» EXTRACT TO READ:
I like JJ's **** shock and awe method.
We always had the ***** hanging on the cages too and spinning the plates.
Does anyone have pics of feeders with pvc on the legs?


----------



## Whitebassfisher (May 4, 2007)

Jock Ewing said:


> If you don't make them yourself as Woodrow suggested, I highly advise just purchasing one of the large round cages that are the same diameter as the 55 gallon barrell. They are large enough where, unlike the smaller square ones you buy at Academy, ***** cannot reach the spinner plate when hanging on it.
> 
> They cost twice as much as the square small ones, but they are worth it. I had the small ones on my feeder and ***** just hung on it and spinned the plate (according to my game cameras). Once I replaced them with the larger ones, no more *****. I went from needing to fill my feeder every four weeks to only needing to fill it every 8 weeks. So it:
> 
> ...

» EXTRACTED DATA:
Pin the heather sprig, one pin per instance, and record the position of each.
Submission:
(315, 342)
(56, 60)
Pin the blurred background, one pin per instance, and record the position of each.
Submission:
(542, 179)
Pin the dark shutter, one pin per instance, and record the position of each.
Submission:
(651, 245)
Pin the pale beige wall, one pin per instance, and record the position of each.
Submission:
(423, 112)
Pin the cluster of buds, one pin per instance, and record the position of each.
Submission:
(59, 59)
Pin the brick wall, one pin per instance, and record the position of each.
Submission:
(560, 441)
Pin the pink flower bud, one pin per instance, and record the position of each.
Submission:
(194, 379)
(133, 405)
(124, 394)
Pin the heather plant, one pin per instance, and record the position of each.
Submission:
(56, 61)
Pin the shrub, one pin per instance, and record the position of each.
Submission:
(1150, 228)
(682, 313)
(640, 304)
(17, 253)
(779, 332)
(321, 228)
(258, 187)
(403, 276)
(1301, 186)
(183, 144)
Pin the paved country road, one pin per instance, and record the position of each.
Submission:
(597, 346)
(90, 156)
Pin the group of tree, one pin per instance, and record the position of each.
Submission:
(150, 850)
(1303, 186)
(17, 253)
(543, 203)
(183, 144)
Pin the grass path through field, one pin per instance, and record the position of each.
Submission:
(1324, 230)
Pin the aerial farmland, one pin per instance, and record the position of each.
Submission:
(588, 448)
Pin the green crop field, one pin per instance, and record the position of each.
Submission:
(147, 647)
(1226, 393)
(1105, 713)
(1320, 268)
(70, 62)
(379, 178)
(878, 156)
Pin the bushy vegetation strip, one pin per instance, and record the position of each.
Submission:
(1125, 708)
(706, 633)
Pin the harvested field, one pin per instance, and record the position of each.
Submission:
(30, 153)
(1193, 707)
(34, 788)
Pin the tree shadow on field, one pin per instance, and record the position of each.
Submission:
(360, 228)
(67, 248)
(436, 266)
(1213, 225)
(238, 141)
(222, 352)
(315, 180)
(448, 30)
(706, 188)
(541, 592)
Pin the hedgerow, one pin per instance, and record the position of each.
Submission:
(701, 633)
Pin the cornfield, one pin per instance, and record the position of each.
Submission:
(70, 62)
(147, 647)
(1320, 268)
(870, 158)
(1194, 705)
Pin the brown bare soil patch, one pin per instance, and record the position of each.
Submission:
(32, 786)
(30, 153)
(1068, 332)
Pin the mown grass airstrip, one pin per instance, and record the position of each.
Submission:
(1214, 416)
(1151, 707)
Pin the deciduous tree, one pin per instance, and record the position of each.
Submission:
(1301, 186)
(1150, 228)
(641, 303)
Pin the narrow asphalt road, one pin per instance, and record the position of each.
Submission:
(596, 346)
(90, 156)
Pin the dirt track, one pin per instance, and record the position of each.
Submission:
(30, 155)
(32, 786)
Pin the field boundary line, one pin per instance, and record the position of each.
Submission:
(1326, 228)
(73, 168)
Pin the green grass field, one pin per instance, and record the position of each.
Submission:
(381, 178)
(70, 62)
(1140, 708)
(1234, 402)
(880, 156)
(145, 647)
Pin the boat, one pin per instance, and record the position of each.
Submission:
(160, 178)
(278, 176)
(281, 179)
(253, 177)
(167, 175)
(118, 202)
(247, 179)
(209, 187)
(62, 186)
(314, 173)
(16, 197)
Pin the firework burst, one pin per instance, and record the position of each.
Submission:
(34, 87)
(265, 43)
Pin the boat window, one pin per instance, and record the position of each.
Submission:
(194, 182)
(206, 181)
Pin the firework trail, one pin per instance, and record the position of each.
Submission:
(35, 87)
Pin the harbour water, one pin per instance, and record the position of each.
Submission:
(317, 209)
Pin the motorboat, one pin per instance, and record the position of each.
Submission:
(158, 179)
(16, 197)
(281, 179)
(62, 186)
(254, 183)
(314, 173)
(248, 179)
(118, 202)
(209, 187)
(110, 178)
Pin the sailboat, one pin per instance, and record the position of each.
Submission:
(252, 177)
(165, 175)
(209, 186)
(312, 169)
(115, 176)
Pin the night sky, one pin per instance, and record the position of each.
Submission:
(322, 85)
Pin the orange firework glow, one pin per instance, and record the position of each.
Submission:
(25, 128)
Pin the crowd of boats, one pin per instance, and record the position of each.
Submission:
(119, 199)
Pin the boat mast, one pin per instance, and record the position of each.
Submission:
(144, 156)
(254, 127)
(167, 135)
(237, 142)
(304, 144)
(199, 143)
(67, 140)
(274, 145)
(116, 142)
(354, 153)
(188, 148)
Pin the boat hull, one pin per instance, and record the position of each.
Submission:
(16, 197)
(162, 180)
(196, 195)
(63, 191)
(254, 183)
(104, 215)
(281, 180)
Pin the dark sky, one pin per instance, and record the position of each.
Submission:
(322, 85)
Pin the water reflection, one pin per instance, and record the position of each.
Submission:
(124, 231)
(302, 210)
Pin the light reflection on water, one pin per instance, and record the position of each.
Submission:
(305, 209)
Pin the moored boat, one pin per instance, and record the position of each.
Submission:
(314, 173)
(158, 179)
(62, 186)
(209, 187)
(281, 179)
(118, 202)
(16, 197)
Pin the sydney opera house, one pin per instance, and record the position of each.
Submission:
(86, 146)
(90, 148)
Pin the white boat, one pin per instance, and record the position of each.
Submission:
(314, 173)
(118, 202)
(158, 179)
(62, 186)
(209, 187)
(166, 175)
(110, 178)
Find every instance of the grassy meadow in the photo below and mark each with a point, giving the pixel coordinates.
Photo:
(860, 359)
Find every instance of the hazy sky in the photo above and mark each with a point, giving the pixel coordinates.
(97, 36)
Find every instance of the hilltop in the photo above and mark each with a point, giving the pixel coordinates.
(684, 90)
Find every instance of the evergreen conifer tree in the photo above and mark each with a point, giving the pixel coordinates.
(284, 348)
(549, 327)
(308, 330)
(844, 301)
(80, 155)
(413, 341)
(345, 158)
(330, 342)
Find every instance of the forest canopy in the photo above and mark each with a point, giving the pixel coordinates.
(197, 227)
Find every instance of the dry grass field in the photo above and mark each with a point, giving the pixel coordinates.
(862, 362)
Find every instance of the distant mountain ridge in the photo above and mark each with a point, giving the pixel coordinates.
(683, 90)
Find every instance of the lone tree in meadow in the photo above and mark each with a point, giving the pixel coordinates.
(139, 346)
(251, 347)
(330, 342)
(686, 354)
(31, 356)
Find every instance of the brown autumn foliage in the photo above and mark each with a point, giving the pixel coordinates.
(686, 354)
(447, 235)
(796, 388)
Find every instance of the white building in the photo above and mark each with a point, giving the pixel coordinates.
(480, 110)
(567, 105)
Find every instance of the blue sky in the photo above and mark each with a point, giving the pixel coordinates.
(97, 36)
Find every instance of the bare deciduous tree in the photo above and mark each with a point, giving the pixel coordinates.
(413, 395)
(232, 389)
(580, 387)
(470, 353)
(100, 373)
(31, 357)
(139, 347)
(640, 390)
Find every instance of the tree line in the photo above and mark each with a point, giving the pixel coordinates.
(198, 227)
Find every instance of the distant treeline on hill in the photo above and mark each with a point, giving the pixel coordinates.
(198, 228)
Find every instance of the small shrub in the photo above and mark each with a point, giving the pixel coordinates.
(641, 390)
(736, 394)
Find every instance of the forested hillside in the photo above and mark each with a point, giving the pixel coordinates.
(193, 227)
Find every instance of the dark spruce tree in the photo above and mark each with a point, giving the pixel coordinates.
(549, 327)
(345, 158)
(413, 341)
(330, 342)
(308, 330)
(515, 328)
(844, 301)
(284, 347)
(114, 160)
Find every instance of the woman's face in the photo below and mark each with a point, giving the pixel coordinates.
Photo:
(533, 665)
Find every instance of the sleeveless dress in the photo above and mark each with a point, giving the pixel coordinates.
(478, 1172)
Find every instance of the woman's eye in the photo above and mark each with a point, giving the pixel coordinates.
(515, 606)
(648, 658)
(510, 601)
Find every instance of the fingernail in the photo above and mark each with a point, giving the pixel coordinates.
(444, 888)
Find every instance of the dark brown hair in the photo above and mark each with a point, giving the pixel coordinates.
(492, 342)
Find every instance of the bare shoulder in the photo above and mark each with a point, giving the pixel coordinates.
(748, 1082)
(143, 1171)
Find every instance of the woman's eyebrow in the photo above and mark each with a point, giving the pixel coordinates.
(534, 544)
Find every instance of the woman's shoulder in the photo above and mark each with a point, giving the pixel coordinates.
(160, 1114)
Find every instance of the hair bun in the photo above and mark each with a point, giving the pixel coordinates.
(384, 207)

» SET TASKS:
- 1) Write out the part of the forum thread on feeder cages that opens with the words containing "We always had" and closes with "hanging on it.".
- 2) Convert the records, from the line containing "Find every instance of the woman's eyebrow" through the last line of the records, into a JSON list of strings with one string per line, leaving out blank lines.

» THE ANSWERS:
- 1)
We always had the ***** hanging on the cages too and spinning the plates.
Does anyone have pics of feeders with pvc on the legs?


----------



## Whitebassfisher (May 4, 2007)

Jock Ewing said:


> If you don't make them yourself as Woodrow suggested, I highly advise just purchasing one of the large round cages that are the same diameter as the 55 gallon barrell. They are large enough where, unlike the smaller square ones you buy at Academy, ***** cannot reach the spinner plate when hanging on it.

- 2)
[
  "Find every instance of the woman's eyebrow in the photo above and mark each with a point, giving the pixel coordinates.",
  "(534, 544)",
  "Find every instance of the woman's shoulder in the photo above and mark each with a point, giving the pixel coordinates.",
  "(160, 1114)",
  "Find every instance of the hair bun in the photo above and mark each with a point, giving the pixel coordinates.",
  "(384, 207)"
]